Goal: Every record must be transcribed in its entirety, apart from the images, which are to be omitted.

(Recorded data)
• • • • • • •

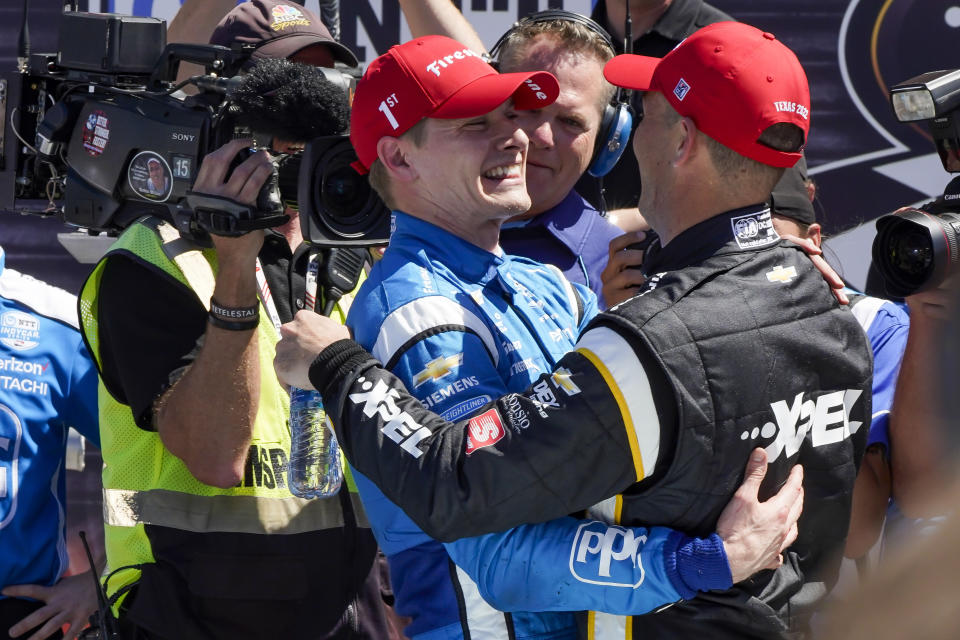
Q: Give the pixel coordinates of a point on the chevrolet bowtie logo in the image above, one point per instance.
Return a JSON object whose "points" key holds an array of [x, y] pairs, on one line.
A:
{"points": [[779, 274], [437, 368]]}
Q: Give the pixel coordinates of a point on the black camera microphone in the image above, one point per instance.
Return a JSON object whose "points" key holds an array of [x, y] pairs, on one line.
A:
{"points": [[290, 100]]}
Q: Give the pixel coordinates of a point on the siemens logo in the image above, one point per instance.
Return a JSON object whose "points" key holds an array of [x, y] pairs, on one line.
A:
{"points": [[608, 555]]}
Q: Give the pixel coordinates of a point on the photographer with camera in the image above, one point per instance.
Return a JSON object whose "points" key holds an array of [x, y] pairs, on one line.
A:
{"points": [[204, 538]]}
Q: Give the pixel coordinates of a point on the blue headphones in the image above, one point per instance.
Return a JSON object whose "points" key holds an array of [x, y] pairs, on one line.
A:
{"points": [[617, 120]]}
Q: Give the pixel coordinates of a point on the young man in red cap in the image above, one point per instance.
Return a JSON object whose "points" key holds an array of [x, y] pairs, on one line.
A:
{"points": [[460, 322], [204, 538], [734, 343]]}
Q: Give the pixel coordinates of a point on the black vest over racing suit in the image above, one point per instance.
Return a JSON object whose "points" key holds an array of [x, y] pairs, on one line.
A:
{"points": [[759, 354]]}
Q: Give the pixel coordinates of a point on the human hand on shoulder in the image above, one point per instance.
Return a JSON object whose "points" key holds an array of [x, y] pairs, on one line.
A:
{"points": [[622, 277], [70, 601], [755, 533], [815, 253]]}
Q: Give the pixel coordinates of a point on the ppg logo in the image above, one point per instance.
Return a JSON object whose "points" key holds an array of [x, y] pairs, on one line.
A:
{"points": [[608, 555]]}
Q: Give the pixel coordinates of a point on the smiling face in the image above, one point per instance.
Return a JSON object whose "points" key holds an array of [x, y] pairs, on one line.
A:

• • • • • • •

Output of the exercise:
Q: Give the pixel coordinates of a point on the chevrolet bowtie logo in the image above, one point per instance.
Return a JSON object whose "points" key holds an array of [x, y] pairs, on one line.
A:
{"points": [[779, 274], [437, 368]]}
Q: Give the pixel coordinates of a point on the black camera microphone in the image above, one point per instance.
Return a JSON object whose "points" key holds an array of [x, y] pairs, on one line.
A:
{"points": [[290, 100]]}
Q: Give the pixel coordinates of a point on the siemens logo in the image above, one point per instance.
Return a JSON object whose "points" key holds an array of [x, y] pairs, on one line.
A:
{"points": [[608, 555]]}
Q: Give the pixel coordinates of a point on the photographer with camera in the image above, one point per instance.
Return a JSON object whose "points" key holds an array of [x, y] pairs, on one line.
A:
{"points": [[204, 538]]}
Q: Give the pixel coordinates of a point on the blue headphones in the image above, one point per instance.
Return a JSON object whose "points" key holds an array of [x, y] pairs, on one line.
A:
{"points": [[617, 120]]}
Q: Give the pixel coordinates of a point on the young man in red cap in the image above, one point per instance.
Return a JSON object whose "points" key holds an array of [x, y] pairs, on one line.
A:
{"points": [[460, 322], [204, 538], [734, 343]]}
Q: Give the pixel coordinates of a point on the black vest over racing suit in the image above, one point per instance.
Return a JSON object whose "points" key holds an array of [x, y] pairs, on one line.
A:
{"points": [[759, 354]]}
Q: Give the pixel coordinates of a point on the human hand on shoulder in the image above, one point per instance.
Return a JSON object whose "points" key holds an array of [x, y] pairs, on one line.
A:
{"points": [[622, 277], [70, 601], [755, 533], [815, 253]]}
Q: Give the pixel coordinates of a point on the ppg logo in the image above, one point per instance.
Return a JSON object whose "points" key holds an array of [x, y] pairs, on one line.
A:
{"points": [[608, 555]]}
Q: Give the pixel coordinates of a point on the smiling face in the image above, one point per instance.
Return a JSON object whose "points" key holds an array of [x, y] pairs, on one line.
A:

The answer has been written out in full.